*DOCUMENT SEGMENT*
VIIRS Fire Temperature RGB composite of channels M-10, M-11 and M-12 (21:28 UTC 15 June 2015)

VIIRS Fire Temperature RGB composite of channels M-10, M-11 and M-12 (21:28 UTC 15 June 2015)

If you followed this blog last year, you should know about this RGB composite, called “Fire Temperature.” If not, read this and this. Click to the full size image and see if you can see the six obvious fires. (Two are in the Yukon Territory.) Now, count up the number of fires you see in this image from just one week later:

VIIRS Fire Temperature RGB composite of channels M-10, M-11 and M-12 (22:16 UTC 23 June 2015)

VIIRS Fire Temperature RGB composite of channels M-10, M-11 and M-12 (22:16 UTC 23 June 2015)

Why so many fires all of a sudden? Well, it has been an abnormally dry spring following a winter with much less snow than usual. Plus, there have been a number of dry thunderstorms that produced more lightning than rain. You can see them in the image above as the convective clouds, which appear dark green because they are topped with ice particles. (Ice clouds appear dark green in this composite. Liquid clouds appear more blue.) A number of thunderstorms filled with lightning formed on the 19th of June, and a lot of fires got started shortly after. Here is an animation of Fire Temperature RGB images from 15-25 July (showing only the afternoon VIIRS overpasses):

Animation of VIIRS Fire Temperature RGB images (15-25 June 2015)

Animation of VIIRS Fire Temperature RGB images (15-25 June 2015)

It’s difficult to see the storms that led to all these fires, because the storms don’t last long and they typically form and die in between images. Plus, some of the fires may have started from hot embers of other fires that were carried by the wind.

*TASKS TO COMPLETE*
1 - From the passage on the fire imagery, extract the text starting with "It’s difficult to" and going on through "by the wind.".
2 - Answer these questions using the passage on the fire imagery.
(a) How many obvious fires does the passage say can be seen in the 15 June image, and how many of them are in the Yukon Territory?
(b) What color do ice clouds appear in the Fire Temperature composite?
(c) On what day of June did a number of thunderstorms filled with lightning form?
3 - Carry on the passage on the fire imagery from where it stops.

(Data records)

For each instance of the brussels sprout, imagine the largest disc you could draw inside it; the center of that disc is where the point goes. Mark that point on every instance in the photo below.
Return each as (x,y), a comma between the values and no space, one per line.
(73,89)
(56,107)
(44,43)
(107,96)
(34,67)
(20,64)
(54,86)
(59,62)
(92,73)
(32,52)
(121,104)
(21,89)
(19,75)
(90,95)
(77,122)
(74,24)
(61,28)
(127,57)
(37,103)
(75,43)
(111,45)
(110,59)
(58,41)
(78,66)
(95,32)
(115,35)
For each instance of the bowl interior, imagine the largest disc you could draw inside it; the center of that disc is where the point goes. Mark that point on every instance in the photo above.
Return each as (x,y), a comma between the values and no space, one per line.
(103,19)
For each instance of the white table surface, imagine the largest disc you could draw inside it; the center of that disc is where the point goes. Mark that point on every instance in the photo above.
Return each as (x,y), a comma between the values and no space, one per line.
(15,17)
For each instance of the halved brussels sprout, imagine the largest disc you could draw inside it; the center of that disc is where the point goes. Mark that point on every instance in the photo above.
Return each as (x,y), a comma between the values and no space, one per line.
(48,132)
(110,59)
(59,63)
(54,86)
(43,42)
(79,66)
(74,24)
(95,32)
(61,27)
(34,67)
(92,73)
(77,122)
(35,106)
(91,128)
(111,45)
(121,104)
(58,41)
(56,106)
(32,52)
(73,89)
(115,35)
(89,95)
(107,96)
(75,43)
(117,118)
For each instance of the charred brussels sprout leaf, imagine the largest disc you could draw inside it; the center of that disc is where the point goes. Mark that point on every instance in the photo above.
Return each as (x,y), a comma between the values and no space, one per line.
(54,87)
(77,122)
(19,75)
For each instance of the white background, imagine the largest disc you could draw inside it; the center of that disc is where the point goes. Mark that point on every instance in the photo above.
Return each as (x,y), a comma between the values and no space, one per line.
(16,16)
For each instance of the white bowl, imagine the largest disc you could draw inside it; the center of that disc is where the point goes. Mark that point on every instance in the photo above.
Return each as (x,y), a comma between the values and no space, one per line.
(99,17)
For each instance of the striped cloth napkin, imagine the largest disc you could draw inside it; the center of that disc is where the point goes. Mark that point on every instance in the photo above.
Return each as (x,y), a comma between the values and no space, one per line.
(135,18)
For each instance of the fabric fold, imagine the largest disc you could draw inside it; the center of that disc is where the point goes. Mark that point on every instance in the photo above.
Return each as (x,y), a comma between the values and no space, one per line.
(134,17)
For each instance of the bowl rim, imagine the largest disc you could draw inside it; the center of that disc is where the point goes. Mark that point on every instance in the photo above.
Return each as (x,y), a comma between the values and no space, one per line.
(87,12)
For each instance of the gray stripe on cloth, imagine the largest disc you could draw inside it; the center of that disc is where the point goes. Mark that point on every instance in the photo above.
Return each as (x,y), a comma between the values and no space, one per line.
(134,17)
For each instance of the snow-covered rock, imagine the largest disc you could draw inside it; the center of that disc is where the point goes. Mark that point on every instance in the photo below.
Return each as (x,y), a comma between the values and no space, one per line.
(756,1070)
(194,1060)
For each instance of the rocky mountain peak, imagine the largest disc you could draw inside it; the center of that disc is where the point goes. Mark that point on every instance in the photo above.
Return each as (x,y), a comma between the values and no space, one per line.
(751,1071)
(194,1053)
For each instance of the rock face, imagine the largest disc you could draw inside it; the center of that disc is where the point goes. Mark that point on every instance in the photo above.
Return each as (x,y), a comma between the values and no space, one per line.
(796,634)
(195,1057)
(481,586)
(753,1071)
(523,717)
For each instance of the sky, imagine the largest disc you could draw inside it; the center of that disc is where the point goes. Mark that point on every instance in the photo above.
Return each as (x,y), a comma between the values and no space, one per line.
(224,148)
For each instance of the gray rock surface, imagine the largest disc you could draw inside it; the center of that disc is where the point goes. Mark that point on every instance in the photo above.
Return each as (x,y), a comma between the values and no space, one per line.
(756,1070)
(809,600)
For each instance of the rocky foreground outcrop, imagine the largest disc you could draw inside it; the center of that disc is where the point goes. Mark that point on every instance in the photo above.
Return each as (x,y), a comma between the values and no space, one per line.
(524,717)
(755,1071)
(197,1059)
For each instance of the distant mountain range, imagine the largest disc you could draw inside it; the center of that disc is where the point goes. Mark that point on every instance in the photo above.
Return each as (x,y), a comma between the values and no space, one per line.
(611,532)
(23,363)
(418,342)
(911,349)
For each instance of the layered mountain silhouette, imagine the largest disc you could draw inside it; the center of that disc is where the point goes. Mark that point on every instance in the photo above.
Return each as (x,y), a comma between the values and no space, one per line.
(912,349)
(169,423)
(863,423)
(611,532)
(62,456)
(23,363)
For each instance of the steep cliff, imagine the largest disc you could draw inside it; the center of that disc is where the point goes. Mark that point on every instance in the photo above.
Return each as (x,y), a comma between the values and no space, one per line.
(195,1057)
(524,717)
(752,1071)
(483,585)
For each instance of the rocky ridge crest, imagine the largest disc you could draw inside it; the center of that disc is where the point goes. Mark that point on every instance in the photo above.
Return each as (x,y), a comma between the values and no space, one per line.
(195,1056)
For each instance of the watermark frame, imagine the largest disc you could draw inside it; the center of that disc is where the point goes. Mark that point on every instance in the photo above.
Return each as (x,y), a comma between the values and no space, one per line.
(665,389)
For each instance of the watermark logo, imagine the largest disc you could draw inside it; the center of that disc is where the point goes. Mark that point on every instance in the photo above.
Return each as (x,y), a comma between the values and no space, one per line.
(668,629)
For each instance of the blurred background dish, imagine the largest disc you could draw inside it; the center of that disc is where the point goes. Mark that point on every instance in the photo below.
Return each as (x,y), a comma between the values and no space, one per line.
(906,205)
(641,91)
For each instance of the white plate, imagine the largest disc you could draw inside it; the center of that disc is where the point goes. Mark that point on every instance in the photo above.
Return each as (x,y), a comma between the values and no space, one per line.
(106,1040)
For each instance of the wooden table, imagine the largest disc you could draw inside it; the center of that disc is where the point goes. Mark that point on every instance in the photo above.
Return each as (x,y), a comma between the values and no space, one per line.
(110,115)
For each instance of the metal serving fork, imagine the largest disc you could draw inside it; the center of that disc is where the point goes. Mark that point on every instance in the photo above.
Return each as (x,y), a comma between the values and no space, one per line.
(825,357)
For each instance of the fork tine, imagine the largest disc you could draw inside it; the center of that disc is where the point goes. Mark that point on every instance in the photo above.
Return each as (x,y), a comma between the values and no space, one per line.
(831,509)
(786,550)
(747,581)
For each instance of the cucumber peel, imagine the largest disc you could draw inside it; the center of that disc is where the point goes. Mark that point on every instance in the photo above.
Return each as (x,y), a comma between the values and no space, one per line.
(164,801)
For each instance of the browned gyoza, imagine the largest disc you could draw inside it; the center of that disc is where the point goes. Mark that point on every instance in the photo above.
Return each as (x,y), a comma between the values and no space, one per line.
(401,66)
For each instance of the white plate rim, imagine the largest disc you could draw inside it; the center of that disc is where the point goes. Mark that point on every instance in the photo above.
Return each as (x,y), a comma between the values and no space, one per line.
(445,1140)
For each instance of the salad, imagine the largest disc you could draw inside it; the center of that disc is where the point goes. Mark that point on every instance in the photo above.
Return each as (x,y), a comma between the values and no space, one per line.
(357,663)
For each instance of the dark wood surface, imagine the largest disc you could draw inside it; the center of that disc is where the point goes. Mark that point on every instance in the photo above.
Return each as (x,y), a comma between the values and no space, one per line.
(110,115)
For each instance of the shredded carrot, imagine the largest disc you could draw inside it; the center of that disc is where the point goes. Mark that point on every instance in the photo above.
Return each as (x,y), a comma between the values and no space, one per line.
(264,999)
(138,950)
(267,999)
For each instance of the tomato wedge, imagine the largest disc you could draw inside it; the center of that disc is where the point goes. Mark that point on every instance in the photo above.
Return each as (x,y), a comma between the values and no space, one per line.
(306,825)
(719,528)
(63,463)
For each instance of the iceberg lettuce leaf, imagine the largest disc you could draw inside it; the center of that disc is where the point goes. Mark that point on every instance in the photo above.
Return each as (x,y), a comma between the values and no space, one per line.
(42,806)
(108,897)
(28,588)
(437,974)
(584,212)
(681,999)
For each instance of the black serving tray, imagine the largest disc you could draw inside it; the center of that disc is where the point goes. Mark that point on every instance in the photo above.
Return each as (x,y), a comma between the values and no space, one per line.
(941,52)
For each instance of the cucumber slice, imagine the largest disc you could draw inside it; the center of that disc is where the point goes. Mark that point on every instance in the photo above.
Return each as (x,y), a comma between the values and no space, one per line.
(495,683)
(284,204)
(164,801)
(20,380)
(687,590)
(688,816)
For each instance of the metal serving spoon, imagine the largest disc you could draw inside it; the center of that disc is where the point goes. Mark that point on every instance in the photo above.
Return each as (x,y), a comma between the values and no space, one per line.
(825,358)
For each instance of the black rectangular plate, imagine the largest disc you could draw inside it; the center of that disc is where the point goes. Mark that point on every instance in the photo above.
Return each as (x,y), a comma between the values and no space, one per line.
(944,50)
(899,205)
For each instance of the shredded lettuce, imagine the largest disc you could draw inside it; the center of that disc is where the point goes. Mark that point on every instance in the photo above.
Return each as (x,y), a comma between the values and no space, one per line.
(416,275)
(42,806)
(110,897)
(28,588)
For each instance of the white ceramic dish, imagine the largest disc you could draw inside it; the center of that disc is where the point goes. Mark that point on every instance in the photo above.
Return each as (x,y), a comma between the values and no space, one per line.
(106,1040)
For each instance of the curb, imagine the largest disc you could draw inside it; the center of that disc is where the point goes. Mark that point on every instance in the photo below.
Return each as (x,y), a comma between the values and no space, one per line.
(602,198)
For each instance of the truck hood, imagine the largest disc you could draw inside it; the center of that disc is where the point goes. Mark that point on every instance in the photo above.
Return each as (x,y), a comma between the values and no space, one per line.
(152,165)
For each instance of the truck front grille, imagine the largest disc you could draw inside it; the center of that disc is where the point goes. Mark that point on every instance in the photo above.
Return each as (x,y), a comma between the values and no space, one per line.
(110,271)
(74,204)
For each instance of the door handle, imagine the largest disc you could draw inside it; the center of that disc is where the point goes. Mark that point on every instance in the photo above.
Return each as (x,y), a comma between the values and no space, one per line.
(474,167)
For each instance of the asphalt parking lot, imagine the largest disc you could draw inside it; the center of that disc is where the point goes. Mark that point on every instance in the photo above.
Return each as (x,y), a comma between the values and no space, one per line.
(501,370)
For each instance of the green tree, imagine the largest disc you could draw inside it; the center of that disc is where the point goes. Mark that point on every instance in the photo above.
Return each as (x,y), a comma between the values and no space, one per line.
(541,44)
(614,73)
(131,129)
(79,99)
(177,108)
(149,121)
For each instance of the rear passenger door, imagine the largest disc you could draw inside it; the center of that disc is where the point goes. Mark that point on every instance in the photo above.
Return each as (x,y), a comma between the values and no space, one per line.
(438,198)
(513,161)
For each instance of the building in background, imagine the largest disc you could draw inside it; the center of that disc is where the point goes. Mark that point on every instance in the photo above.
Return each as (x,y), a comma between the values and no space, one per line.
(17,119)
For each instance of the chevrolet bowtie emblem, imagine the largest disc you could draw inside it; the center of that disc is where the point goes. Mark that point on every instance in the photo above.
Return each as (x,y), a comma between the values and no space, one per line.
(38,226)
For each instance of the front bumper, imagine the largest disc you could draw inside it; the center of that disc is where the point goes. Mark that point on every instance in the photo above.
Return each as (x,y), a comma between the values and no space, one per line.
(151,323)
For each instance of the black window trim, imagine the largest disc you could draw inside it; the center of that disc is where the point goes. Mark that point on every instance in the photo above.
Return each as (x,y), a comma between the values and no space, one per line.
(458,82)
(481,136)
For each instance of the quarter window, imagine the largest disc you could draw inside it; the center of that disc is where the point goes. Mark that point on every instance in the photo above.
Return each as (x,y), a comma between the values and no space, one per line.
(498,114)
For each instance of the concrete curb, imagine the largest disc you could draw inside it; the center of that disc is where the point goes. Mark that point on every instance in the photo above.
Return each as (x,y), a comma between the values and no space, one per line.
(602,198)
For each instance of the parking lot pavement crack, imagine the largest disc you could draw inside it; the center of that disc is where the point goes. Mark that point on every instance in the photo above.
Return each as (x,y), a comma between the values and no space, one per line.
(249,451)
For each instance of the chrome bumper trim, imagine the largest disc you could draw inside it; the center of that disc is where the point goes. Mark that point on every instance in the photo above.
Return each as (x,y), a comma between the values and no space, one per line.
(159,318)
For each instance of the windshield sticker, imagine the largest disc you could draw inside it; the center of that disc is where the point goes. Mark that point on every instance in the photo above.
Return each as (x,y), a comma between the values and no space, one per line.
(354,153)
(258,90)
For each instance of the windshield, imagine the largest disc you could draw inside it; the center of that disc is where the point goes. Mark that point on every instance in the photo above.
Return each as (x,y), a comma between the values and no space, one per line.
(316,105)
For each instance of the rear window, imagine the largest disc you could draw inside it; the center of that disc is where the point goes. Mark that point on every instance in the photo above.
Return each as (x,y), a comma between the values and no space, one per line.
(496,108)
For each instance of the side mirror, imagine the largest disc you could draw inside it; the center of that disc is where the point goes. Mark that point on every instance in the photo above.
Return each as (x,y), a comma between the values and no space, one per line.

*WRITTEN RESPONSES*
1 -
It’s difficult to see the storms that led to all these fires, because the storms don’t last long and they typically form and die in between images. Plus, some of the fires may have started from hot embers of other fires that were carried by the wind.

2 -
(a) Six fires, two of them in the Yukon Territory.
(b) Dark green.
(c) The 19th of June.

3 -
Of course, when there’s smoke there’s fire. I mean – when there’s fire there’s smoke. Lots of it, which you’d never be able to tell from the Fire Temperature RGB. The Fire Temperature RGB uses channels at long enough wavelengths that it sees through the smoke as if it weren’t even there. But, the True Color RGB is very sensitive to smoke. Here’s a similar animation of True Color images:

Animation of VIIRS True Color RGB images (16-25 June 2015)

Animation of VIIRS True Color RGB images (16-25 June 2015)

Look at how quickly the sky fills with smoke from these fires. And also note that the area covered by smoke by the end of the loop (25 June 2015) is too large to be measured in Delawares – units of Californias might be more useful.

The last frame in each animation comes from the VIIRS overpass at 21:30 UTC on 25 June 2015. It’s nice to know that you can still detect fires in the Fire Temperature RGB even with all that smoke around.

Another popular RGB composite to look at is the so-called “Natural Color”. This is the primary RGB composite that can be created from the high-resolution imagery bands I-1, I-2 and I-3. The Natural Color RGB is sort-of in-between wavelengths compared to the Fire Temperature and True Color. The True Color uses visible wavelengths (0.48 µm, 0.55 µm and 0.64 µm), the Fire Temperature uses near- and shortwave infrared wavelengths (1.61 µm, 2.25 µm and 3.7 µm), and the Natural Color spans the two (0.64 µm, 0.87 µm and 1.61 µm). This means the Natural Color is not as sensitive to smoke and not as sensitive to fires – except in the case of very intense fires and very thick smoke plumes.

Well, guess what? These fires in Alaska have been intense and have been putting out a lot of smoke, so they do show up. Here’s a comparison between the True Color and Natural Color images from 19 June 2015:

Animation comparing the True Color and Natural Color RGB composites (21:50 UTC 19 June 2015)

Animation comparing the True Color and Natural Color RGB composites (21:50 UTC 19 June 2015)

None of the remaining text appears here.